JOB =>
Decide whether each statement below agrees with the case summary, answering yes or no and quoting the words of the summary that settle it. 1. The search of the respondent's vehicle turned up more than 100 pounds of marijuana. 2. The Federal District Court granted the respondent's motion to suppress. 3. The Ninth Circuit affirmed the District Court's decision.

No. 00-1519. Argued November 27, 2001—Decided January 15, 2002

Respondent was stopped by Border Patrol Agent Stoddard while driving on an unpaved road in a remote area of southeastern Arizona. A search of his vehicle revealed more than 100 pounds of marijuana, and he was charged with possession with intent to distribute. The Federal District Court denied respondent's motion to suppress, citing a number of facts that gave Stoddard reasonable suspicion to stop the vehicle. The Ninth Circuit reversed. In its view, fact-specific weighing of circumstances or other multifactor tests introduced uncertainty and unpredictability into the Fourth Amendment analysis, making it necessary to clearly delimit the factors that an officer may consider in making stops such as this one. It then held that several factors relied upon by the District Court carried little or no weight in the reasonable-suspicion calculus and that the remaining factors were not enough to render the stop permissible.

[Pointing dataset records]
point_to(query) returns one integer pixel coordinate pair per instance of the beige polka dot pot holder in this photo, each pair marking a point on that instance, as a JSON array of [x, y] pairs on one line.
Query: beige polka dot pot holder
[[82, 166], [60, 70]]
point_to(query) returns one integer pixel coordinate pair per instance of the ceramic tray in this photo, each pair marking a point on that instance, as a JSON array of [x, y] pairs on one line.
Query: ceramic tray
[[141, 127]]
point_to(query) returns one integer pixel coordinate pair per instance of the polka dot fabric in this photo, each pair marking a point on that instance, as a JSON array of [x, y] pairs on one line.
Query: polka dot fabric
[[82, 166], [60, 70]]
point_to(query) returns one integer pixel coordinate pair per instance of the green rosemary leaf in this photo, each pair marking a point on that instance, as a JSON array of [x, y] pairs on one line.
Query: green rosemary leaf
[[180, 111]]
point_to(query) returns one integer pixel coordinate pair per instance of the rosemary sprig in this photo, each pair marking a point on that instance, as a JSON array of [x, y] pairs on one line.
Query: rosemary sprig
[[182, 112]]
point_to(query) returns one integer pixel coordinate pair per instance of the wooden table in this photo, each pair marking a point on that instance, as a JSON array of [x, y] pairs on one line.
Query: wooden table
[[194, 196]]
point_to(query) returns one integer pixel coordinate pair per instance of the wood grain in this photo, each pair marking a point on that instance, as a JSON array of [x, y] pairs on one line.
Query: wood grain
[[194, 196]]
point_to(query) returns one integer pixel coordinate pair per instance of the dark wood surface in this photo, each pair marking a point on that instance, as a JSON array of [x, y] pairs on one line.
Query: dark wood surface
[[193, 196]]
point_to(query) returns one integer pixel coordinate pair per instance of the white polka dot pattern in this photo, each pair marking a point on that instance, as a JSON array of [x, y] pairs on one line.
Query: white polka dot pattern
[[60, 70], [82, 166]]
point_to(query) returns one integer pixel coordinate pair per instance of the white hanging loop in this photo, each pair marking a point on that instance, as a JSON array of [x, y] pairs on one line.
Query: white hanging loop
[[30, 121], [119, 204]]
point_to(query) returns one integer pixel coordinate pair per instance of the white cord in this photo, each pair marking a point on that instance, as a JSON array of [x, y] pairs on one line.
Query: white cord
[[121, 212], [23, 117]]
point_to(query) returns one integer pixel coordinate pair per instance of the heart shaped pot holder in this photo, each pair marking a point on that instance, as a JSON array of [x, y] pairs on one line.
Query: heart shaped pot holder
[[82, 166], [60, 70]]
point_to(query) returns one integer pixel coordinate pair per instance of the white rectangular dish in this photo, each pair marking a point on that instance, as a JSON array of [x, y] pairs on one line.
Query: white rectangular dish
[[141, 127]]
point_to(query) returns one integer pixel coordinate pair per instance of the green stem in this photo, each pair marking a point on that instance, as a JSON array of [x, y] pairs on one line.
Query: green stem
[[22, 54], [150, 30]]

RESULT OF THE EXERCISE =>
1. Yes: "A search of his vehicle revealed more than 100 pounds of marijuana"
2. No: "The Federal District Court denied respondent's motion to suppress"
3. No: "The Ninth Circuit reversed."